* Problem requirements
Using the records below, filter out every line that lacks "white" and copy the rest.

[Extracted data — start]

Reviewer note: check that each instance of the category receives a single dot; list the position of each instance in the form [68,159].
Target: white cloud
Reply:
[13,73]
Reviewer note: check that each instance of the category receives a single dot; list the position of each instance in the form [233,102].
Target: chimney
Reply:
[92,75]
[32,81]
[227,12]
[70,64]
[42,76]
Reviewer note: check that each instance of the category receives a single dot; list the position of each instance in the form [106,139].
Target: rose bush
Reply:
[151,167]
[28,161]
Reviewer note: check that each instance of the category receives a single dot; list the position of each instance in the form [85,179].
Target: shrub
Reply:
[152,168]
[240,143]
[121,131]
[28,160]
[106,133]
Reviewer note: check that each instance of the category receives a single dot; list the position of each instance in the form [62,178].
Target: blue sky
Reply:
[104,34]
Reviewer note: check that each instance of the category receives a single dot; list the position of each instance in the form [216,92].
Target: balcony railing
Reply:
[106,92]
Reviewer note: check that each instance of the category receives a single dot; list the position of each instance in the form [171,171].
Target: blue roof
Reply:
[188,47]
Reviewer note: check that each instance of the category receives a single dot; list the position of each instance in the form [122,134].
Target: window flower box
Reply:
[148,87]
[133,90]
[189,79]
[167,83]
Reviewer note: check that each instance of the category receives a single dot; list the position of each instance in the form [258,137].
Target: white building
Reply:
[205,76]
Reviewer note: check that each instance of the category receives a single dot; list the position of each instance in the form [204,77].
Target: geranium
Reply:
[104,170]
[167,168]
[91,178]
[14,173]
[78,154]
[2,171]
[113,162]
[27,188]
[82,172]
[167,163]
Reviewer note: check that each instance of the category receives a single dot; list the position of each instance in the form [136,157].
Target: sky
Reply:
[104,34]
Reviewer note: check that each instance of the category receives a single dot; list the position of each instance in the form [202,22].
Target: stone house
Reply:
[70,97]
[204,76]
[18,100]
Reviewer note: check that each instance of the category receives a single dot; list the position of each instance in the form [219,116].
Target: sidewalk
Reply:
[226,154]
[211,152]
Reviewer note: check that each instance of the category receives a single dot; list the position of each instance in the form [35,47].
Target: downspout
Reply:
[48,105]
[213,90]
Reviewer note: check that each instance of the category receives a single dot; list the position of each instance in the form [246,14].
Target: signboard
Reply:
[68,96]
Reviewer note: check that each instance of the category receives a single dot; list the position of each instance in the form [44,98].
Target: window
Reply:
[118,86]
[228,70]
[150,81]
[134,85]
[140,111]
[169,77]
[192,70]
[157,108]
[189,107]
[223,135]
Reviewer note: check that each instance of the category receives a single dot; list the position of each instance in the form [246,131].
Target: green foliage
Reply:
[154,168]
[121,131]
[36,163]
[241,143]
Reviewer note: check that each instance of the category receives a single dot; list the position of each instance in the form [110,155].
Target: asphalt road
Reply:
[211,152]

[Extracted data — finish]

* Expected output
Target: white cloud
Target: white building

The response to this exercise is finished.